> [Exercise task]
Reproduce every item below verbatim, keeping each line as it stands.

> [Stored rows]
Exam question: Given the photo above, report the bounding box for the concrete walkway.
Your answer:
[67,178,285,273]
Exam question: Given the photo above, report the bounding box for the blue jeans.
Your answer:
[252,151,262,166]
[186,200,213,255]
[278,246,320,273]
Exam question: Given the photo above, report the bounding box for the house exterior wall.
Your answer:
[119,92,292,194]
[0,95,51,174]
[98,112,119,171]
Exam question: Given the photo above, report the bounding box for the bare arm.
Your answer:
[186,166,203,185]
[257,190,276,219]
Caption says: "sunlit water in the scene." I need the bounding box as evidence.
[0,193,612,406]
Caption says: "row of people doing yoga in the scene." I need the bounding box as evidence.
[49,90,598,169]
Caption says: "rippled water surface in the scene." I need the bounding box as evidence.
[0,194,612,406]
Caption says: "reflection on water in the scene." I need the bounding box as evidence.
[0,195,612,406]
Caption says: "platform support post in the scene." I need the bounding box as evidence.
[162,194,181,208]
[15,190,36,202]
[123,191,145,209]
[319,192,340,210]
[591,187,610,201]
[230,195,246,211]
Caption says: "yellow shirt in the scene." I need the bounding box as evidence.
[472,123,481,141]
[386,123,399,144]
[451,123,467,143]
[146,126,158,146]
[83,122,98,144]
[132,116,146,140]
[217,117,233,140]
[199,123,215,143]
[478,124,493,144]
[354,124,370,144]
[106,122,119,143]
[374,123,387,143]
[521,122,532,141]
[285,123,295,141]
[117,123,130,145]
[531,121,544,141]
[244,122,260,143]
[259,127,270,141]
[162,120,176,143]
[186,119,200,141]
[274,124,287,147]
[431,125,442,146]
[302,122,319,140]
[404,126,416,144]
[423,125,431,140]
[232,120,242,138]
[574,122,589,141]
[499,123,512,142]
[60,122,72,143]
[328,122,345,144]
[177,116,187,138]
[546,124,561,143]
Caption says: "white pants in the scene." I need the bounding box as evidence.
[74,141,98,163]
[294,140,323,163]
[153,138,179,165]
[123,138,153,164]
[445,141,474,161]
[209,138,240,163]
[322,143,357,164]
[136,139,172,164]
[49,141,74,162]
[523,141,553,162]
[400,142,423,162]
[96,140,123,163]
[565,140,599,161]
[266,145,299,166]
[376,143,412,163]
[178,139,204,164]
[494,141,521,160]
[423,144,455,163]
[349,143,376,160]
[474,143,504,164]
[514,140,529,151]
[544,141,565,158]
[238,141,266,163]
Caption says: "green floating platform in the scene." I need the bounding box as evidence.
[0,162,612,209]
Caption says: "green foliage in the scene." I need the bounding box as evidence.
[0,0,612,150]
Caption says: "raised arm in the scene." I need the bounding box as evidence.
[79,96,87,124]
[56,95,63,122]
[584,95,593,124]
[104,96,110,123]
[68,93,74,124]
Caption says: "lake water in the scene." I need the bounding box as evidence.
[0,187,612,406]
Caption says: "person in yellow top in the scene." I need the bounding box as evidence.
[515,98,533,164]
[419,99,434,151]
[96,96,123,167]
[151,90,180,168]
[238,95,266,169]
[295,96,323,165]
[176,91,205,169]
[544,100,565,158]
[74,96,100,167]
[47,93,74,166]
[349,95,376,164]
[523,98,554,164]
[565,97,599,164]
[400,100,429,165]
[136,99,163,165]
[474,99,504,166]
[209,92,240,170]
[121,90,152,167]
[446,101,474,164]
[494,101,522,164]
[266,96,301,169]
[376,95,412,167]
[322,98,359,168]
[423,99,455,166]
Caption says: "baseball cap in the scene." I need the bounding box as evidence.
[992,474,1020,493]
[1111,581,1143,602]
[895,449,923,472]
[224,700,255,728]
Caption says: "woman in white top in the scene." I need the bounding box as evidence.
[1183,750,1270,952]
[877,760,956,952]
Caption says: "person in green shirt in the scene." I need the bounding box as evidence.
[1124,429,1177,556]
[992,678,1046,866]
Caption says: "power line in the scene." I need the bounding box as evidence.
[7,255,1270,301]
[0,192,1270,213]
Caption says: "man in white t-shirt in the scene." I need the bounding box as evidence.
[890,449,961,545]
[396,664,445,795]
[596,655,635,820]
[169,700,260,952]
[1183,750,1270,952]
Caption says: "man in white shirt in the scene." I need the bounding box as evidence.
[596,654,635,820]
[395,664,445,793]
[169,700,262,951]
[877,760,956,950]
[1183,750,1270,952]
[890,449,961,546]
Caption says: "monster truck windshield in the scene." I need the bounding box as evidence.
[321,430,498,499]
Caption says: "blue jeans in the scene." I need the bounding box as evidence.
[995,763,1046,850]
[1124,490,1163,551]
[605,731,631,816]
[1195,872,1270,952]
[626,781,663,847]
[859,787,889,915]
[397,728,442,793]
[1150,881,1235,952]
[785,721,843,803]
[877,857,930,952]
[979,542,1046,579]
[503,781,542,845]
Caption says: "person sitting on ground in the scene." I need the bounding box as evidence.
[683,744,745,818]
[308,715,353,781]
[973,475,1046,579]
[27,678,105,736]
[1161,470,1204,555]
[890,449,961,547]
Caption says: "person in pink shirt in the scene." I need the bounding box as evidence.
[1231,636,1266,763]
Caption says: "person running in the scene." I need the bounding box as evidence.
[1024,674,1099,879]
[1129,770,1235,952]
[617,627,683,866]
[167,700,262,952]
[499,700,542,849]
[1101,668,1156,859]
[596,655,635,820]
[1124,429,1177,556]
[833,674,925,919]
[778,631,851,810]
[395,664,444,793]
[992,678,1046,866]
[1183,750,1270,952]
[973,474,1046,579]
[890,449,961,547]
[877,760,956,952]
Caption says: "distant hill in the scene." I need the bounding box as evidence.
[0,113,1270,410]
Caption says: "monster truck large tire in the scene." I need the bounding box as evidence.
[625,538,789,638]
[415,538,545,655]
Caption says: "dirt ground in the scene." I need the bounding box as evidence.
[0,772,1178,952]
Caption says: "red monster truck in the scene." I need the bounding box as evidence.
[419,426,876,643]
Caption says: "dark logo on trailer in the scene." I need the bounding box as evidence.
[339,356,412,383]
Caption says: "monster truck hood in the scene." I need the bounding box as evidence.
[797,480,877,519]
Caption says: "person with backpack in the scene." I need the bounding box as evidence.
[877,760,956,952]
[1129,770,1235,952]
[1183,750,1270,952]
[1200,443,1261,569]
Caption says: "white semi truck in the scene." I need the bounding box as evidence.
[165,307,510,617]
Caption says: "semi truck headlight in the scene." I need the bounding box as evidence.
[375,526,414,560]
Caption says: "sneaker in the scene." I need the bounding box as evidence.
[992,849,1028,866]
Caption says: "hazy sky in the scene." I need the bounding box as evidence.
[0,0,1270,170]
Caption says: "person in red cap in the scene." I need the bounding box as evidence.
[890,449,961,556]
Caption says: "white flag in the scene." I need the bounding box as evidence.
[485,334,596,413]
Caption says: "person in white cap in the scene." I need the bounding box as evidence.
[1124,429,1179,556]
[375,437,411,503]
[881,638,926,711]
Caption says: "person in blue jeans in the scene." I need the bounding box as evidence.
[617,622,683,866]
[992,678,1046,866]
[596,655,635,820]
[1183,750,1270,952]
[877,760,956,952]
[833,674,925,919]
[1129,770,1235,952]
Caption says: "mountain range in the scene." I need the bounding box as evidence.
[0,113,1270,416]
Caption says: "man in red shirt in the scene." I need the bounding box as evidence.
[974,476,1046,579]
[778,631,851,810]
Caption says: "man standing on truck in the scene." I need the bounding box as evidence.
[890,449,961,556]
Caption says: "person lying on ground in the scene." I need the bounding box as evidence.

> [Answer to the exercise]
Exam question: Given the photo above, report the bounding box for the concrete walkway.
Your answer:
[67,178,285,273]
Exam question: Given the photo above, report the bounding box for the blue jeans.
Your answer:
[252,151,262,166]
[186,200,213,255]
[278,246,320,273]
Exam question: Given the photo above, report the bounding box for the house exterior wall.
Your answer:
[119,92,292,194]
[0,95,51,174]
[98,112,119,171]
Exam question: Given the photo above, report the bounding box for the bare arm.
Your answer:
[186,166,203,185]
[257,190,276,219]
Caption says: "sunlit water in the scene." I need the bounding box as evidence.
[0,193,612,406]
Caption says: "row of people doing yoga in the scene." I need the bounding box as evidence.
[49,90,598,169]
Caption says: "rippled water surface in the scene." I need the bounding box as evidence.
[0,194,612,406]
Caption says: "reflection on water in the scene." I need the bounding box as evidence.
[0,195,612,406]
Caption says: "platform support post in the scene." I need the bounding box as evidence.
[162,194,181,208]
[15,190,36,202]
[123,191,145,209]
[319,192,340,210]
[591,187,610,201]
[230,195,246,211]
Caption says: "yellow shirt in the scene." I need the bounding box as evidence.
[472,123,481,141]
[386,123,399,144]
[451,123,467,143]
[146,126,158,146]
[83,122,98,144]
[132,116,146,140]
[217,117,233,140]
[199,123,215,143]
[478,124,493,144]
[354,124,370,144]
[106,122,119,143]
[374,123,387,143]
[521,122,532,141]
[285,123,295,141]
[117,123,130,145]
[531,121,544,141]
[244,122,260,143]
[259,127,270,141]
[162,120,176,143]
[186,119,200,141]
[274,124,287,147]
[431,125,442,146]
[302,122,319,140]
[404,126,416,144]
[423,125,431,140]
[232,120,242,138]
[574,122,589,141]
[499,123,512,142]
[60,122,72,143]
[328,122,345,144]
[177,116,187,138]
[546,124,561,143]
Caption says: "white pants in the scene." I need the bounding box as evidence.
[74,141,98,163]
[294,140,323,163]
[153,138,179,165]
[123,138,153,164]
[445,141,474,161]
[209,138,240,163]
[322,143,357,164]
[136,139,172,164]
[49,141,74,162]
[523,141,553,162]
[400,142,423,162]
[96,140,123,163]
[565,140,599,161]
[266,145,299,166]
[376,143,412,163]
[178,139,204,164]
[494,141,521,160]
[423,144,455,163]
[349,143,376,160]
[474,143,504,164]
[514,140,529,151]
[544,141,565,158]
[238,141,266,163]
Caption says: "green floating platform in the scene." I need the bounding box as evidence.
[0,162,612,209]
Caption says: "green foliage in the scene." I need the bounding box as evidence.
[0,0,612,150]
Caption says: "raised arm in the scene." I need the bounding box as evidence.
[79,96,87,124]
[56,95,63,122]
[584,95,593,124]
[104,96,110,123]
[68,93,74,124]
Caption says: "lake water in the scene." I need the bounding box as evidence.
[0,187,612,406]
Caption says: "person in yellow top in the scene." I need the bounding box as evidence.
[515,98,533,164]
[419,99,434,151]
[96,96,123,167]
[151,90,180,168]
[238,95,266,169]
[295,96,323,165]
[176,91,205,169]
[544,100,565,158]
[74,96,100,167]
[47,93,74,166]
[349,95,376,164]
[523,98,554,164]
[565,97,599,164]
[400,100,429,165]
[136,99,163,165]
[474,99,504,166]
[209,92,240,170]
[121,90,152,167]
[446,101,474,164]
[494,101,522,164]
[266,96,301,169]
[376,95,412,167]
[322,98,359,168]
[423,99,455,166]
Caption says: "baseball cap in the scene." I need the bounding box as evidence.
[992,474,1020,493]
[1111,581,1143,602]
[895,449,923,472]
[224,700,255,728]
Caption says: "woman in white top in the scene." I need the bounding box as evidence.
[1183,750,1270,952]
[877,760,956,952]
Caption says: "person in green shirt in the scene." I need the bounding box as evidence.
[1124,429,1177,556]
[992,678,1046,866]
Caption says: "power line in the scene." I need the bounding box as evidence.
[7,255,1270,301]
[0,192,1270,213]
Caption says: "man in white t-shirt in the scene." I need the bounding box as evidence.
[890,449,961,545]
[396,664,445,795]
[596,655,635,820]
[169,700,260,952]
[1183,750,1270,952]
Caption says: "man in white shirt in the scene." I need the bounding box as evidence.
[596,654,635,820]
[395,664,445,793]
[169,700,262,951]
[877,760,956,950]
[1183,750,1270,952]
[890,449,961,546]
Caption says: "monster truck windshield in the scene." I need the bounding box as evidence.
[321,430,498,499]
Caption says: "blue jeans in the scene." I need the bounding box as evidence.
[995,763,1046,850]
[1124,490,1163,551]
[605,731,631,816]
[1195,872,1270,952]
[626,781,663,847]
[859,787,889,915]
[397,728,442,793]
[1150,881,1235,952]
[785,721,843,803]
[877,857,930,952]
[979,542,1046,579]
[503,781,542,845]
Caption says: "person sitting on ground in the scene." I need the bounding box as evidence.
[683,744,745,818]
[308,715,353,781]
[973,475,1046,579]
[27,678,105,736]
[1161,470,1204,555]
[890,449,961,547]
Caption says: "person in pink shirt in the scene." I need the bounding box as evidence.
[1231,636,1266,763]
Caption says: "person running in the scene." I need the bounding box as evidence.
[1024,674,1099,879]
[1129,770,1235,952]
[617,627,683,866]
[167,700,262,952]
[499,700,542,849]
[1101,668,1156,859]
[596,655,635,820]
[1124,429,1177,556]
[833,674,925,919]
[778,631,851,810]
[395,664,444,793]
[992,678,1046,866]
[1183,750,1270,952]
[973,474,1046,579]
[890,449,961,547]
[877,760,956,952]
Caption says: "distant hill in the scene." I need the bounding box as evidence.
[0,113,1270,410]
Caption says: "monster truck large tire in the scene." I need the bounding box as evidence.
[625,538,789,638]
[415,538,545,655]
Caption says: "dirt ground in the scene." I need the bounding box as evidence.
[0,772,1178,952]
Caption says: "red monster truck in the scene." I need the bounding box as evidence.
[419,426,876,643]
Caption says: "dark logo on trailer in the scene." I need the bounding box as evidence.
[339,356,412,383]
Caption says: "monster truck hood in the scene." I need the bounding box as evidence.
[797,480,877,519]
Caption says: "person with backpack in the scene." I need the bounding box as evidence.
[877,760,956,952]
[1129,770,1235,952]
[1183,750,1270,952]
[1200,443,1261,569]
Caption says: "white semi truck in the scene." I need the bounding box as evidence.
[165,307,510,617]
Caption says: "semi truck headlight in the scene." I need the bounding box as evidence.
[375,526,414,560]
Caption says: "sneaker in the scene." I need the bounding box as evidence.
[992,849,1028,866]
Caption says: "hazy sky in the scene." I need the bounding box as evidence.
[0,0,1270,170]
Caption says: "person in red cap in the scene." I need the bounding box as evidence.
[890,449,961,556]
Caption says: "white flag in the scene." I need the bounding box as evidence.
[485,334,596,413]
Caption says: "person in white cap in the scene." I need the bounding box as evidence.
[1124,429,1179,556]
[375,437,411,503]
[881,638,926,711]
Caption says: "person in blue jeans in the scene." I need the bounding box as evidence.
[617,622,683,866]
[992,678,1046,866]
[596,655,635,820]
[1183,750,1270,952]
[877,760,956,952]
[833,674,925,919]
[1129,770,1235,952]
Caption says: "mountain range in the scene." I need the bounding box as evidence.
[0,113,1270,416]
Caption says: "man in red shirt in the scene." I need the bounding box as evidence.
[974,476,1046,579]
[778,631,851,810]
Caption says: "man standing on truck in the scene." I need the bounding box as evidence.
[890,449,961,556]
Caption says: "person lying on ground in the scene." I need the bounding box as evidence.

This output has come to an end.